(Location labeling records)
· · · · · · ·

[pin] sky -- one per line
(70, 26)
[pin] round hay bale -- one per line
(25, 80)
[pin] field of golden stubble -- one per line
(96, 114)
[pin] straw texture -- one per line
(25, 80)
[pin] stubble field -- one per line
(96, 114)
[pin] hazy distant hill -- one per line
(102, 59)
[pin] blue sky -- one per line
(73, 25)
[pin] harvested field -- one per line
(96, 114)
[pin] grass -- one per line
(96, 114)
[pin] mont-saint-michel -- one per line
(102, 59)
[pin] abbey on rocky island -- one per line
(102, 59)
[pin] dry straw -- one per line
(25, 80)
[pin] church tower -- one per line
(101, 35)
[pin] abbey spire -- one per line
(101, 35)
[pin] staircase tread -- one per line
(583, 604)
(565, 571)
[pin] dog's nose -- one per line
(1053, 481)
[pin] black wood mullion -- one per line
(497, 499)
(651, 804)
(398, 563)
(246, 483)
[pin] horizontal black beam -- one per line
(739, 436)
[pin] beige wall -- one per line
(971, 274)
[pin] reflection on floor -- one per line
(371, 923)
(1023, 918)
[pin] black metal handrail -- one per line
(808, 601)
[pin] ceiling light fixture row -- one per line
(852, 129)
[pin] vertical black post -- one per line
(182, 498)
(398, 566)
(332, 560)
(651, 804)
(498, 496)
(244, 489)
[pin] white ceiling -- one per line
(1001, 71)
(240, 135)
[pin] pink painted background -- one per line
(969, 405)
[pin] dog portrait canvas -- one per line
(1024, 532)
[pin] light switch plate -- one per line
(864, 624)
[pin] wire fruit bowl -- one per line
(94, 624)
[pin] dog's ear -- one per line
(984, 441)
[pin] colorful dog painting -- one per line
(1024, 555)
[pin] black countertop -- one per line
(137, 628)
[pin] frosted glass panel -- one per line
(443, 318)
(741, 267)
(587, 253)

· · · · · · ·

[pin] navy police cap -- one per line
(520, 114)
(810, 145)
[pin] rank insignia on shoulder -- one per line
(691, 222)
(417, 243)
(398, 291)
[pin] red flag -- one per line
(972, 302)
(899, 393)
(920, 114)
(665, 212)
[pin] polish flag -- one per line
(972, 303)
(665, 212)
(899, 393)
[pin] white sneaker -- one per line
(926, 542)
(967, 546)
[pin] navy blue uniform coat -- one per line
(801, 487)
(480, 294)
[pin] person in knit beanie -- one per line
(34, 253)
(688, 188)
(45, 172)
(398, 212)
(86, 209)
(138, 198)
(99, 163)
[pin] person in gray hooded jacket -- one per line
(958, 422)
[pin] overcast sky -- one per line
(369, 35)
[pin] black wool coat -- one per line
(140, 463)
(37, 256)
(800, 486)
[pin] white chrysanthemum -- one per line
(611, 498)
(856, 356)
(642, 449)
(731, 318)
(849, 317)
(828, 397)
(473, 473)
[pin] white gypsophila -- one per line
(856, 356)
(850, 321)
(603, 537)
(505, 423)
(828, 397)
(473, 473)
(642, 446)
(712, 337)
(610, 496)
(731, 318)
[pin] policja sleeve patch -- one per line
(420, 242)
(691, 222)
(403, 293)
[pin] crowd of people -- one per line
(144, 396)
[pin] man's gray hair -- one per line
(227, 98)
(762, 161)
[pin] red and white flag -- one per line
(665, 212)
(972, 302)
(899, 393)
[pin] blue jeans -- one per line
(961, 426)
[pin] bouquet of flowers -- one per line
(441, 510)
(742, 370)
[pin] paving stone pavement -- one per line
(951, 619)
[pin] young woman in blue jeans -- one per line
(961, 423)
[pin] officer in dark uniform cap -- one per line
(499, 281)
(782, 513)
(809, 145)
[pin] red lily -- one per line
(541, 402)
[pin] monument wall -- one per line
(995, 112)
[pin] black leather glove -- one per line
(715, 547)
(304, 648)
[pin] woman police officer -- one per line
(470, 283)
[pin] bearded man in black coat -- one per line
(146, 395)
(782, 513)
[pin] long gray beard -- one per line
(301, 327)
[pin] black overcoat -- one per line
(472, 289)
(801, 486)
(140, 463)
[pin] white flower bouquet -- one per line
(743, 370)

· · · · · · ·

[Work required] Please copy out the records verbatim, from the line containing "[pin] sky -- one per line" through the line containing "(1053, 481)", keeping both of those lines.

[Response to this exercise]
[pin] sky -- one per line
(70, 26)
[pin] round hay bale -- one per line
(25, 80)
[pin] field of golden stubble -- one per line
(96, 114)
[pin] straw texture -- one per line
(25, 80)
[pin] stubble field -- one per line
(96, 114)
[pin] hazy distant hill -- one per line
(102, 59)
[pin] blue sky -- one per line
(73, 25)
[pin] harvested field -- one per line
(96, 114)
[pin] grass -- one per line
(96, 114)
[pin] mont-saint-michel -- one per line
(102, 59)
[pin] abbey on rocky island -- one per line
(102, 59)
[pin] dry straw -- one per line
(25, 80)
[pin] church tower -- one per line
(101, 35)
[pin] abbey spire -- one per line
(101, 35)
[pin] staircase tread -- one per line
(583, 604)
(565, 571)
[pin] dog's nose -- one per line
(1053, 481)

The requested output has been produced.